### INFORMATION SHOWN
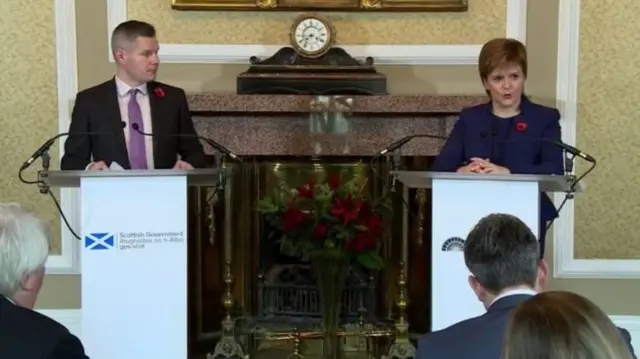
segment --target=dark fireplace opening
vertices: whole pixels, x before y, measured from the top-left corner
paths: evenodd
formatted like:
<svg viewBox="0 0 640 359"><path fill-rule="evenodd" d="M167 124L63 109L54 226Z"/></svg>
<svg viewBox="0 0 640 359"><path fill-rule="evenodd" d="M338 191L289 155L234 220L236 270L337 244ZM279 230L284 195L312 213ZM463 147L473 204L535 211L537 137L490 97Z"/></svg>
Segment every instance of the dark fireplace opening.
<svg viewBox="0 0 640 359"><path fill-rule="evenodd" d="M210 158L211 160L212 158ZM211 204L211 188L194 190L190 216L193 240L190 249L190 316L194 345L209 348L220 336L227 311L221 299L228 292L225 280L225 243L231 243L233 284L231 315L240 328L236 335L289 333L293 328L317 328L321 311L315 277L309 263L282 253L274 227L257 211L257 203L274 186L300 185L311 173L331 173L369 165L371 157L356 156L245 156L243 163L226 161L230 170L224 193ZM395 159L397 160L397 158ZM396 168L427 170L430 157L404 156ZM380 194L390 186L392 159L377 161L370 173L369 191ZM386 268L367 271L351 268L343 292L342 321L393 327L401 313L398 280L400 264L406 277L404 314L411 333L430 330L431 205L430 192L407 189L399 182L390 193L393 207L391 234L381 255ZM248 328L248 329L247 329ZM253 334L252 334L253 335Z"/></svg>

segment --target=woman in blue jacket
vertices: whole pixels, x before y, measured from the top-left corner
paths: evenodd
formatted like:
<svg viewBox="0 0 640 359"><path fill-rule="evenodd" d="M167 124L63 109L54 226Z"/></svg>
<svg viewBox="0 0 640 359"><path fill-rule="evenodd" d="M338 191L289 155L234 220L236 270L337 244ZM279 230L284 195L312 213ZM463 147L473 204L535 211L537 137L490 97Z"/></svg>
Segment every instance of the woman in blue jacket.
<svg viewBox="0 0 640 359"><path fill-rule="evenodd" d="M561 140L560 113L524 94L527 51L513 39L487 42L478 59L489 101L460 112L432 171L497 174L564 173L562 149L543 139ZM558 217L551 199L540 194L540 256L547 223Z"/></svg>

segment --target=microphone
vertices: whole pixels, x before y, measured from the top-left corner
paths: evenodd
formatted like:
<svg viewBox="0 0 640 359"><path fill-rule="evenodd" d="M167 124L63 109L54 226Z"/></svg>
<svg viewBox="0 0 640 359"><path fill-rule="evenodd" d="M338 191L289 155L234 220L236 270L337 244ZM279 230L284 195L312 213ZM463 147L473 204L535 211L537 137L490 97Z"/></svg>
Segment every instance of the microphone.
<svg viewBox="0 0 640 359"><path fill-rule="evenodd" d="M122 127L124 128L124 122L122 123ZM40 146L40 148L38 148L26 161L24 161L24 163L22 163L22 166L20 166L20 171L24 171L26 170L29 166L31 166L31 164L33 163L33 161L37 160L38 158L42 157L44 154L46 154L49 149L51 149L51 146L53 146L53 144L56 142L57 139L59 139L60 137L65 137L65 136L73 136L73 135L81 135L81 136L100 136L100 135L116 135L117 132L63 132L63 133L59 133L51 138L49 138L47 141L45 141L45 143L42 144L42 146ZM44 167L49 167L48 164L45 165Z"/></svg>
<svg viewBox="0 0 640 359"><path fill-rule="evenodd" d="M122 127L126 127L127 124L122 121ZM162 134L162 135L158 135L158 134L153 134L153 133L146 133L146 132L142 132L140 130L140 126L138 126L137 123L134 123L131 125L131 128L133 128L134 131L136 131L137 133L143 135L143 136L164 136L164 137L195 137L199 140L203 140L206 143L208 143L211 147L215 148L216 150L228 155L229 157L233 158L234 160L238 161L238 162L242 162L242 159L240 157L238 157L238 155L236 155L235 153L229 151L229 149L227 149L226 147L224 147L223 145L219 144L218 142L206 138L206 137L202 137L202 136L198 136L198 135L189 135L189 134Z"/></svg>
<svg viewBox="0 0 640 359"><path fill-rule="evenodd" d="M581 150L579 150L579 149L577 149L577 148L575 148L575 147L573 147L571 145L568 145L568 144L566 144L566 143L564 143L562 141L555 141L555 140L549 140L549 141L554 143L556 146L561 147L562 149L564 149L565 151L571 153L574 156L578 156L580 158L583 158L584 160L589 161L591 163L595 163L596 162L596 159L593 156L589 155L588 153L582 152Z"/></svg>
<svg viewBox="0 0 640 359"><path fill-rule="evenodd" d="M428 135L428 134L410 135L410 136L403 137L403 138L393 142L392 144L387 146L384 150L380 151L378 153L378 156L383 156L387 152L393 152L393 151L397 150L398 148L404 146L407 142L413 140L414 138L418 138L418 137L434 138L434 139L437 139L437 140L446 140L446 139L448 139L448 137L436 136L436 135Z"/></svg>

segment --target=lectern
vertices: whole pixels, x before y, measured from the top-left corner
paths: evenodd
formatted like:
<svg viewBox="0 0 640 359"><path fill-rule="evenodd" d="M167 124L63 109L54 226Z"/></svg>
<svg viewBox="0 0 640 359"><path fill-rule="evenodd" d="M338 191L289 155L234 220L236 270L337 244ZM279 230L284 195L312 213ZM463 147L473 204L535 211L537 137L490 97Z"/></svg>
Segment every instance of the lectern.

### WRITTEN EXERCISE
Can you rewrite all of the rows above, changing every "whole pixels" to "integer pixels" and leaving everything else unchanged? Omit the pictures from your copy.

### FINAL ANSWER
segment --target=dark fireplace opening
vertices: integer pixels, x before y, measured from the top-left corner
paths: evenodd
formatted like:
<svg viewBox="0 0 640 359"><path fill-rule="evenodd" d="M167 124L63 109L54 226Z"/></svg>
<svg viewBox="0 0 640 359"><path fill-rule="evenodd" d="M338 191L289 155L234 220L236 270L337 244ZM279 230L284 195L312 213ZM463 147L473 204L535 211L537 137L490 97Z"/></svg>
Segment every instance of the dark fireplace opening.
<svg viewBox="0 0 640 359"><path fill-rule="evenodd" d="M210 158L211 160L212 158ZM211 204L211 188L194 190L190 216L193 240L190 249L190 316L194 345L209 348L220 336L227 311L221 299L228 292L225 280L225 243L231 243L233 284L231 315L240 328L236 335L289 333L293 328L317 328L321 311L315 277L309 263L282 253L274 227L257 211L257 203L274 186L300 185L311 173L331 173L369 165L371 157L356 156L245 156L243 163L226 161L230 170L224 193ZM395 159L397 160L397 158ZM396 168L427 170L430 157L404 156ZM380 194L390 186L392 159L377 161L370 173L369 191ZM386 268L367 271L351 268L343 292L342 321L393 327L401 313L398 280L400 264L406 277L404 314L411 333L430 330L431 205L430 192L407 189L399 182L390 193L393 207L391 234L381 255ZM248 328L248 329L247 329ZM253 334L252 334L253 335Z"/></svg>

segment --target=woman in blue jacket
vertices: integer pixels, x before y, measured from the top-left corner
paths: evenodd
formatted like:
<svg viewBox="0 0 640 359"><path fill-rule="evenodd" d="M167 124L63 109L54 226Z"/></svg>
<svg viewBox="0 0 640 359"><path fill-rule="evenodd" d="M338 191L289 155L234 220L236 270L337 244ZM279 230L284 195L312 213ZM463 147L473 204L535 211L537 137L490 97Z"/></svg>
Segment every instance of the woman in blue jacket.
<svg viewBox="0 0 640 359"><path fill-rule="evenodd" d="M561 140L560 113L524 94L527 51L513 39L487 42L478 59L489 101L460 112L432 171L497 174L564 173L562 149L543 139ZM558 217L551 199L540 194L540 256L547 223Z"/></svg>

segment --target=microphone
vertices: integer pixels, x before y, measured from the top-left corner
paths: evenodd
formatted like:
<svg viewBox="0 0 640 359"><path fill-rule="evenodd" d="M167 124L63 109L54 226Z"/></svg>
<svg viewBox="0 0 640 359"><path fill-rule="evenodd" d="M338 191L289 155L234 220L236 270L337 244ZM279 230L284 195L312 213ZM463 147L473 204L535 211L537 137L490 97Z"/></svg>
Segment every instance of the microphone.
<svg viewBox="0 0 640 359"><path fill-rule="evenodd" d="M122 127L124 128L124 122L122 123ZM40 146L40 148L38 148L26 161L24 161L24 163L22 163L22 166L20 166L20 171L24 171L26 170L29 166L31 166L31 164L33 163L33 161L37 160L38 158L42 157L44 154L46 154L49 149L51 149L51 146L53 146L53 144L56 142L57 139L59 139L60 137L65 137L65 136L73 136L73 135L81 135L81 136L100 136L100 135L116 135L117 132L63 132L63 133L59 133L51 138L49 138L47 141L45 141L45 143L42 144L42 146ZM44 167L49 167L48 164L45 165Z"/></svg>
<svg viewBox="0 0 640 359"><path fill-rule="evenodd" d="M122 127L126 127L127 124L122 121ZM162 134L162 135L158 135L158 134L153 134L153 133L146 133L146 132L142 132L140 130L140 126L138 126L137 123L134 123L131 125L131 128L133 128L134 131L136 131L137 133L143 135L143 136L164 136L164 137L195 137L199 140L203 140L206 143L208 143L211 147L215 148L216 150L228 155L229 157L233 158L234 160L238 161L238 162L242 162L242 159L240 157L238 157L238 155L236 155L235 153L229 151L229 149L227 149L226 147L224 147L223 145L219 144L218 142L206 138L206 137L202 137L202 136L198 136L198 135L189 135L189 134Z"/></svg>
<svg viewBox="0 0 640 359"><path fill-rule="evenodd" d="M581 150L579 150L579 149L577 149L577 148L575 148L575 147L573 147L571 145L568 145L568 144L566 144L566 143L564 143L562 141L555 141L555 140L549 140L549 141L554 143L556 146L561 147L562 149L564 149L565 151L571 153L574 156L578 156L580 158L583 158L584 160L589 161L591 163L595 163L596 162L596 159L593 156L589 155L588 153L582 152Z"/></svg>
<svg viewBox="0 0 640 359"><path fill-rule="evenodd" d="M428 135L428 134L410 135L410 136L403 137L403 138L393 142L392 144L387 146L384 150L380 151L378 153L378 156L383 156L387 152L393 152L393 151L397 150L398 148L404 146L407 142L413 140L414 138L418 138L418 137L434 138L434 139L437 139L437 140L446 140L446 139L448 139L448 137L436 136L436 135Z"/></svg>

segment --target=lectern
vertices: integer pixels, x before y, measured from the top-left corner
paths: evenodd
formatted like:
<svg viewBox="0 0 640 359"><path fill-rule="evenodd" d="M167 124L63 109L54 226Z"/></svg>
<svg viewBox="0 0 640 359"><path fill-rule="evenodd" d="M338 191L289 155L234 220L236 270L337 244ZM279 230L284 195L312 213ZM463 147L473 204L535 211L537 137L490 97Z"/></svg>
Segment every instance of the lectern.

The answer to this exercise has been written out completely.